══ Bagian Dokumen

Situasi ini juga menjadi tolok ukur seberapa besar keterlibatan para pemimpin daerah dalam membubuhkan tinta hitam di atas lembaran izin lokasi yang kontra dengan nasib ribuan masyarakat adat Poco Leok.

Proses eksplorasi geotermal Poco Leok sedang dalam proses antara mendapat legitimasi atau delegitimasi dari adat, alam, dan Allah. Artinya, proses eksplorasi dan eksploitasi itu akan membawa konsekuensi ultim yakni, peminggiran masyarakat adat, penggusuran lahan, penebangan hutan, memecah keheningan alam, memorak-porandakan keteduhan suaka, mencemari mata air dengan limbah hingga memecahbelah masyarakat adat.

Berhadapan dengan realitas ini, sebagian masyarakat menyadari dan terkesan membiarkan laju perluasan geotermal karena patuh pada legitimasi otoritas, namun sebagian besar masyarakat adat Poco Leok menolak momok geotermal.

Alasan luhur masyarakat adat menolak geotermal yakni mempertahankan ruang hidup yaitu kesatuan yang utuh kampung halaman (golo lonto, mbaru kaeng, natas labar), kebun mata pencaharian (uma duat), sumber air (wae teku), pusat kehidupan adat (compang takung, mbaru adat), rumah ibadat (gereja) kuburan (lepah boak), hutan (puar).

Radius kehancuran alam sebagai efek negatif geotermal perlahan mulai dirasakan masyarakat Poco Leok. Hal ini terbersit dari reaksi sebagian besar elemen masyarakat yang menolak aktivitas geotermal dengan pertimbangan ekologis, sosial, dan budaya.

════
══ Data untuk Analisis

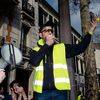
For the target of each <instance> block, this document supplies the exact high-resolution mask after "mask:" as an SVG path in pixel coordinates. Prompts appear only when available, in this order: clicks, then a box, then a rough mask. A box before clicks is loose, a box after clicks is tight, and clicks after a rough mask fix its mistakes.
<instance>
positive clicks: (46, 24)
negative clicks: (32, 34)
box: [39, 21, 54, 40]
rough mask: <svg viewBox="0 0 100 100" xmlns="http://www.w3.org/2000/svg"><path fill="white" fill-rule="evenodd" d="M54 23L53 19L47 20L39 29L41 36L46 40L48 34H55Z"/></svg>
mask: <svg viewBox="0 0 100 100" xmlns="http://www.w3.org/2000/svg"><path fill="white" fill-rule="evenodd" d="M53 27H54V23H53V22H52V21H47V22H46V23H45V24H43V25H42V26H41V27H40V29H39V36H40V37H41V38H43V39H44V40H45V38H46V37H47V36H48V35H53Z"/></svg>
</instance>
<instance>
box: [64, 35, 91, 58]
mask: <svg viewBox="0 0 100 100" xmlns="http://www.w3.org/2000/svg"><path fill="white" fill-rule="evenodd" d="M90 41H91V35H90V34H87V35H86V36H85V37H84V39H83V40H82V41H81V42H80V43H79V44H65V48H66V57H67V58H70V57H74V56H76V55H79V54H80V53H82V52H84V51H85V50H86V48H87V47H88V46H89V43H90Z"/></svg>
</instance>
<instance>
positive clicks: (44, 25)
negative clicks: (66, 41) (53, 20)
mask: <svg viewBox="0 0 100 100" xmlns="http://www.w3.org/2000/svg"><path fill="white" fill-rule="evenodd" d="M46 26H51V27H52V28H53V27H54V23H53V22H52V21H47V22H46V23H45V24H43V25H42V26H41V27H40V29H39V32H41V31H42V29H43V28H44V27H46Z"/></svg>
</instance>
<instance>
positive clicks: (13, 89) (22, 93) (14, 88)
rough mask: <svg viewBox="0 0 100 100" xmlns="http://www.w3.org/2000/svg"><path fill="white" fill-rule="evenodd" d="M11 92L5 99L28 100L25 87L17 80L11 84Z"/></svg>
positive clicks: (10, 99) (6, 99)
mask: <svg viewBox="0 0 100 100" xmlns="http://www.w3.org/2000/svg"><path fill="white" fill-rule="evenodd" d="M9 87H10V90H11V94H10V95H8V96H6V97H5V99H4V100H28V98H27V96H26V93H25V91H24V88H23V87H22V86H21V85H20V84H19V83H18V82H17V81H16V80H14V81H12V82H11V83H10V85H9Z"/></svg>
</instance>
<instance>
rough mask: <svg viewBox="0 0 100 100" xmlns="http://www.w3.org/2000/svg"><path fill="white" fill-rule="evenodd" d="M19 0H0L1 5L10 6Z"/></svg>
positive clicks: (16, 3) (14, 4)
mask: <svg viewBox="0 0 100 100" xmlns="http://www.w3.org/2000/svg"><path fill="white" fill-rule="evenodd" d="M18 3H19V0H0V7H9V6H10V5H17V4H18Z"/></svg>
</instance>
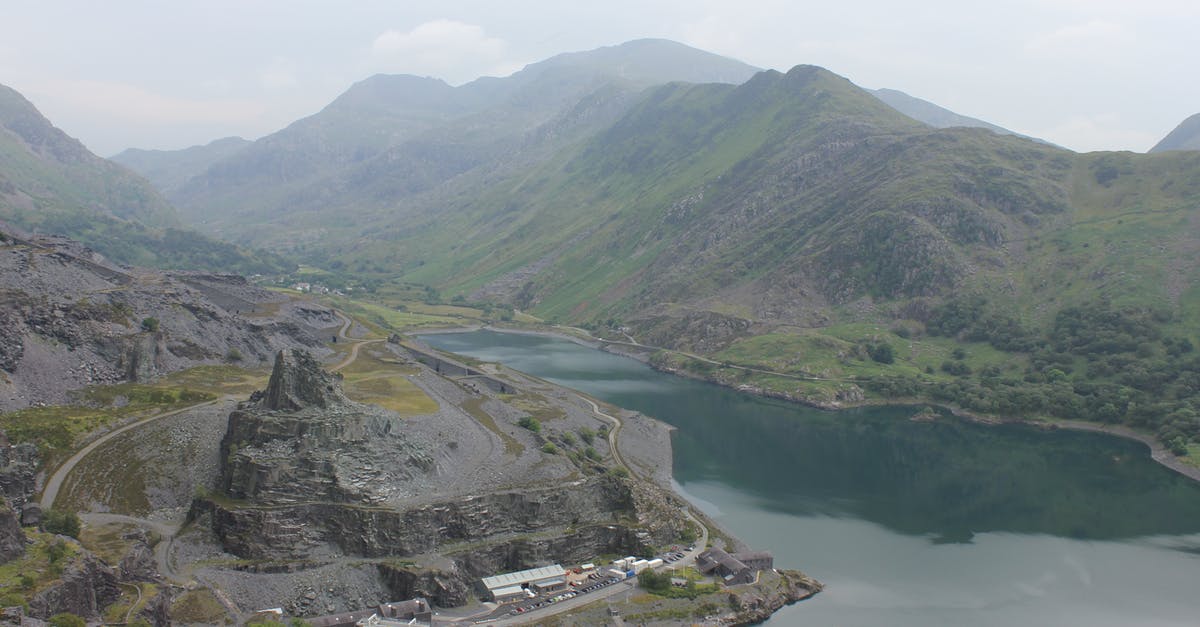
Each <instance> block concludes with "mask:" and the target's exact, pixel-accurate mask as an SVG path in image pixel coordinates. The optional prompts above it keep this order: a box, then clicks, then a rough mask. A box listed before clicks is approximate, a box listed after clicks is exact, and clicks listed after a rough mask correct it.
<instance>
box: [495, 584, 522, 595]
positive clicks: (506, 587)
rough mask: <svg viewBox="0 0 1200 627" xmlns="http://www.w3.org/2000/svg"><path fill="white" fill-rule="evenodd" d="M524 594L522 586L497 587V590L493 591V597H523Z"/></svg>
mask: <svg viewBox="0 0 1200 627" xmlns="http://www.w3.org/2000/svg"><path fill="white" fill-rule="evenodd" d="M523 593H524V589H523V587H521V586H505V587H497V589H493V590H492V596H493V597H506V596H509V595H523Z"/></svg>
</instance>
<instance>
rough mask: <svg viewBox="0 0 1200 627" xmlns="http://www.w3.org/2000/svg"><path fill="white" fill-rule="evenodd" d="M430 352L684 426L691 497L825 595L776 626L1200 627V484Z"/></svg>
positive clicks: (519, 363)
mask: <svg viewBox="0 0 1200 627" xmlns="http://www.w3.org/2000/svg"><path fill="white" fill-rule="evenodd" d="M424 340H425V341H427V342H428V344H431V345H433V346H437V347H439V348H443V350H446V351H452V352H457V353H462V354H468V356H472V357H475V358H479V359H484V360H490V362H498V363H503V364H505V365H509V366H511V368H514V369H517V370H522V371H526V372H529V374H532V375H536V376H540V377H544V378H547V380H551V381H554V382H557V383H560V384H563V386H566V387H571V388H576V389H580V390H583V392H587V393H589V394H592V395H594V396H596V398H600V399H604V400H606V401H610V402H612V404H616V405H620V406H623V407H628V408H631V410H637V411H640V412H643V413H646V414H648V416H654V417H655V418H659V419H661V420H665V422H667V423H670V424H672V425H676V426H678V428H679V429H678V431H677V432H676V436H674V440H673V442H674V477H676V480H677V482H678V483H679V488H680V490H682V491H683V492H684V494H685V495H688V496H689V498H691V500H692V501H694V502H696V503H697V504H698V506H700V507H702V508H703V509H704V510H706V512H707V513H709V514H710V515H713V516H714V518H715V519H716V520H718V521H719V522H720V524H721V525H724V526H726V527H727V529H728V530H730V531H732V532H733V533H736V535H737V536H739V537H740V538H742V539H744V541H745V542H748V543H749V544H751V545H754V547H755V548H762V549H769V550H772V551H773V553H774V554H775V556H776V560H775V563H776V566H779V567H786V568H799V569H803V571H805V572H808V573H809V574H811V575H814V577H816V578H817V579H821V580H822V581H824V583H826V585H827V589H826V591H824V592H822V593H821V595H818V596H817V597H815V598H814V599H811V601H808V602H804V603H800V604H797V605H794V607H791V608H787V609H785V610H784V611H781V613H779V614H776V616H775V617H774V619H772V621H770V623H772V625H847V626H850V625H864V626H866V625H913V626H918V625H919V626H925V625H954V626H958V625H1090V626H1118V625H1120V626H1124V625H1148V626H1153V625H1164V626H1165V625H1180V626H1182V625H1200V484H1195V483H1194V482H1190V480H1188V479H1186V478H1183V477H1180V476H1177V474H1175V473H1174V472H1171V471H1169V470H1166V468H1163V467H1162V466H1159V465H1157V464H1154V462H1153V461H1152V460H1151V459H1150V456H1148V454H1147V449H1146V447H1145V446H1142V444H1140V443H1136V442H1129V441H1124V440H1120V438H1115V437H1110V436H1104V435H1099V434H1084V432H1066V431H1060V432H1045V431H1040V430H1036V429H1032V428H1026V426H1020V425H1006V426H982V425H976V424H971V423H965V422H961V420H956V419H953V418H948V417H947V418H943V419H938V420H936V422H931V423H923V422H913V420H910V419H908V418H910V417H911V416H912V414H913V413H914V411H916V410H913V408H904V407H881V408H869V410H854V411H846V412H835V413H830V412H820V411H816V410H809V408H805V407H799V406H796V405H791V404H784V402H778V401H770V400H764V399H760V398H755V396H750V395H746V394H740V393H737V392H733V390H730V389H725V388H719V387H715V386H709V384H704V383H700V382H695V381H689V380H684V378H678V377H673V376H670V375H664V374H660V372H655V371H653V370H650V369H649V368H648V366H646V365H644V364H641V363H638V362H635V360H632V359H626V358H622V357H617V356H612V354H608V353H604V352H600V351H594V350H590V348H587V347H583V346H578V345H575V344H571V342H568V341H564V340H556V339H551V338H542V336H530V335H514V334H499V333H492V332H475V333H468V334H444V335H426V336H425V338H424Z"/></svg>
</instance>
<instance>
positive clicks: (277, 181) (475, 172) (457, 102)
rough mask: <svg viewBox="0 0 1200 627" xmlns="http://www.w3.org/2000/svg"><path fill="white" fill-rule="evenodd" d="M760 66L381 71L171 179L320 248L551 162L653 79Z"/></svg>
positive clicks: (720, 66)
mask: <svg viewBox="0 0 1200 627" xmlns="http://www.w3.org/2000/svg"><path fill="white" fill-rule="evenodd" d="M754 72H755V68H754V67H751V66H748V65H745V64H742V62H738V61H733V60H730V59H726V58H721V56H718V55H714V54H710V53H706V52H702V50H696V49H694V48H689V47H686V46H682V44H678V43H674V42H668V41H661V40H642V41H635V42H629V43H624V44H620V46H616V47H610V48H600V49H596V50H590V52H586V53H571V54H563V55H558V56H554V58H552V59H548V60H546V61H541V62H538V64H532V65H529V66H528V67H526V68H524V70H522V71H520V72H516V73H515V74H512V76H510V77H506V78H480V79H478V80H474V82H472V83H468V84H466V85H461V86H450V85H448V84H445V83H444V82H442V80H437V79H432V78H418V77H412V76H383V74H380V76H374V77H371V78H367V79H365V80H362V82H360V83H358V84H355V85H353V86H352V88H350V89H349V90H347V91H346V92H344V94H343V95H342V96H340V97H338V98H336V100H335V101H334V102H332V103H330V105H329V106H328V107H325V108H324V109H323V111H320V112H319V113H317V114H314V115H312V117H308V118H305V119H302V120H299V121H296V123H294V124H292V125H290V126H288V127H287V129H283V130H281V131H278V132H276V133H272V135H269V136H266V137H263V138H262V139H258V141H257V142H254V143H253V144H251V145H248V147H246V148H244V149H241V150H238V151H236V153H235V154H233V155H230V156H228V157H227V159H223V160H218V161H216V162H215V163H212V165H211V166H209V167H208V168H206V169H204V171H200V172H197V173H196V174H194V175H193V177H192V178H191V179H190V180H188V181H187V183H185V184H182V185H179V186H178V187H170V189H166V190H167V191H168V195H169V197H170V199H172V202H174V203H175V204H176V205H178V207H179V208H180V210H181V211H182V213H184V215H185V217H186V219H187V220H188V221H190V222H192V223H196V225H199V226H202V227H203V228H205V229H206V231H208V232H211V233H217V234H220V235H222V237H227V238H230V239H235V240H238V241H258V243H263V244H270V245H272V246H274V247H277V249H294V247H301V246H305V245H308V244H311V246H307V247H319V246H320V245H323V243H324V241H326V240H329V239H337V240H340V241H344V240H347V238H349V239H353V238H356V237H358V234H359V229H358V228H355V225H354V222H353V221H348V220H346V216H347V215H350V214H354V215H359V214H361V213H364V211H374V213H386V211H390V210H392V209H394V208H395V207H396V205H410V204H420V203H425V202H437V201H436V198H437V197H438V196H440V195H442V190H443V187H444V186H446V185H450V186H451V187H454V186H456V184H454V183H452V181H455V180H457V179H458V178H461V177H463V175H466V174H468V173H469V174H470V177H472V178H473V180H475V181H476V183H478V181H485V180H488V179H494V177H496V175H497V174H498V173H504V172H511V171H515V169H520V168H523V167H527V166H528V165H529V163H536V162H540V161H544V160H546V159H548V157H550V156H551V155H553V154H554V153H556V151H557V150H559V149H562V148H563V147H565V145H570V144H571V143H574V142H576V141H578V139H580V138H583V137H587V136H588V135H590V133H593V132H595V131H596V130H599V129H601V127H604V126H606V125H607V124H611V123H612V120H614V119H616V117H617V115H619V114H620V113H622V112H623V111H624V109H626V108H628V107H629V106H631V105H632V102H634V100H635V97H636V95H637V92H640V91H641V90H642V89H644V88H647V86H649V85H655V84H661V83H666V82H670V80H697V82H742V80H745V79H746V78H749V77H750V76H751V74H752V73H754ZM143 172H144V173H149V172H150V169H149V168H145V169H143Z"/></svg>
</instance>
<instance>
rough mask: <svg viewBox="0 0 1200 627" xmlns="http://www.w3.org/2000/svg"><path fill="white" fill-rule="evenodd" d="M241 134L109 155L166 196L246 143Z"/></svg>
mask: <svg viewBox="0 0 1200 627" xmlns="http://www.w3.org/2000/svg"><path fill="white" fill-rule="evenodd" d="M250 144H251V142H250V141H248V139H242V138H241V137H224V138H222V139H215V141H212V142H209V143H208V144H204V145H193V147H191V148H185V149H182V150H142V149H137V148H131V149H128V150H124V151H121V153H119V154H116V155H113V156H110V157H109V161H113V162H115V163H120V165H122V166H125V167H127V168H130V169H132V171H133V172H137V173H138V174H142V175H143V177H145V178H146V180H149V181H150V183H151V184H152V185H154V186H155V189H156V190H158V191H160V192H162V193H163V195H164V196H170V195H172V193H173V192H174V191H175V190H178V189H179V187H180V186H181V185H184V184H185V183H187V179H190V178H192V177H193V175H194V174H196V173H198V172H204V171H205V169H208V168H209V167H210V166H211V165H212V163H215V162H217V161H221V160H223V159H227V157H229V156H230V155H233V154H235V153H238V151H239V150H241V149H242V148H246V147H247V145H250Z"/></svg>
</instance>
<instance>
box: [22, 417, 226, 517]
mask: <svg viewBox="0 0 1200 627" xmlns="http://www.w3.org/2000/svg"><path fill="white" fill-rule="evenodd" d="M229 400H233V396H230V395H224V396H221V398H218V399H214V400H210V401H205V402H198V404H196V405H188V406H187V407H180V408H178V410H172V411H169V412H163V413H158V414H155V416H151V417H149V418H143V419H140V420H137V422H133V423H130V424H127V425H125V426H122V428H120V429H116V430H115V431H109V432H107V434H104V435H102V436H100V437H97V438H96V440H95V441H94V442H92V443H90V444H88V446H85V447H83V448H82V449H79V450H78V452H77V453H76V454H74V455H71V459H68V460H66V461H65V462H62V465H61V466H59V467H58V470H55V471H54V474H50V478H49V480H47V482H46V489H44V490H42V498H41V500H40V501H38V503H40V504H41V506H42V509H43V510H46V509H50V508H52V507H54V500H55V498H58V496H59V490H60V489H61V488H62V482H65V480H66V478H67V476H68V474H71V471H72V470H74V467H76V465H77V464H79V462H80V461H83V458H86V456H88V455H89V454H90V453H91V452H92V450H96V449H97V448H100V446H102V444H103V443H106V442H108V441H109V440H112V438H114V437H116V436H119V435H121V434H124V432H125V431H128V430H131V429H137V428H138V426H143V425H146V424H149V423H152V422H155V420H160V419H162V418H168V417H170V416H176V414H180V413H184V412H187V411H192V410H196V408H199V407H206V406H209V405H216V404H218V402H223V401H229Z"/></svg>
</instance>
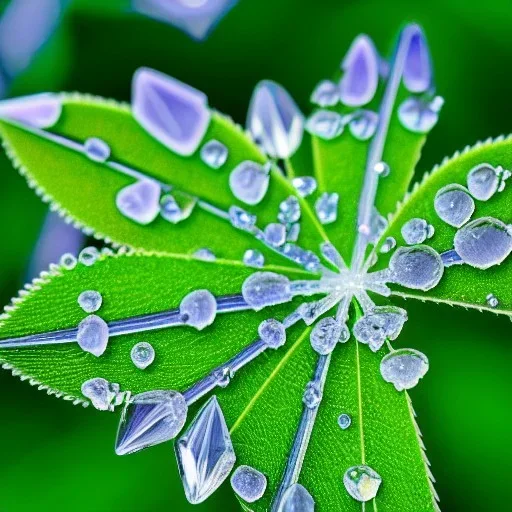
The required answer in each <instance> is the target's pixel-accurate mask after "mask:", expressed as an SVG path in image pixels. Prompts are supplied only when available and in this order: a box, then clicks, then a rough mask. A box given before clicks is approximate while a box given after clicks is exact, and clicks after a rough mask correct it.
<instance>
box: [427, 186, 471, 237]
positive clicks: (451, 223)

════

### Bagian Latihan:
**1.** Dalam teks tentang geotermal Poco Leok, istilah adat apa yang dipakai untuk sumber air?
**2.** Teruskan teks tentang penolakan geotermal di Poco Leok setelah kalimat terakhirnya.

### Hasil Tiap Tugas:
**1.** Wae teku.

**2.**
Satu konsensus yang juga menjadi hipotesis umum yakni berhadapan dengan geotermal sama halnya berhadapan dengan pemerintah dan investor. Mendukung atau menolak geotermal secara gamblang diterjemahkan sebagai mendukung atau menolak pemerintah dan investor.

Komitmen Bersama

Dalam kerangka pesta demokrasi yang akan digelar di Kabupaten Manggarai dan Manggarai Barat, masyarakat perlu memperhatikan rekam jejak dan visi misi setiap calon kepala daerah.

Salah satunya adalah komitmen bebas geotermal dari para calon pemimpin daerah, sehingga masyarakat dapat menjatuhkan pilihan yang tepat pada posisi mana setiap calon berdiri.

Masyarakat Manggarai dan Manggarai Barat secara rasional ingin memilih berdasarkan kualifikasi keberpihakan pada opsi bebas geotermal ataupun doyan geotermal. Jika posisi seorang calon kepala daerah tidak jelas atau abu-abu berhadapan bahkan memihak dengan isu geotermal mungkin saja akan melahirkan apa yang disebut fenomena golput, apatis, yang tentunya tidak diinginkan dalam pesta demokrasi.

Isu geotermal (seharusnya) menjadi agenda utama dalam setiap momen sosialisasi maupun kampanye dari para kandidat calon kepala daerah guna menjaring hak pilih masyarakat. Masyarakat memiliki hak pilih, yang dalam dunia modern diterjemahkan sebagai hak aktif.

Hak ini menekankan adanya demokrasi dalam kehidupan bersama, dalam kehidupan politik masyarakat.

Masyarakat yang cerdas berpolitik memiliki tipikal mampu berpihak pada figur yang pro rakyat, yang peduli terhadap carut-marutnya situasi geotermal.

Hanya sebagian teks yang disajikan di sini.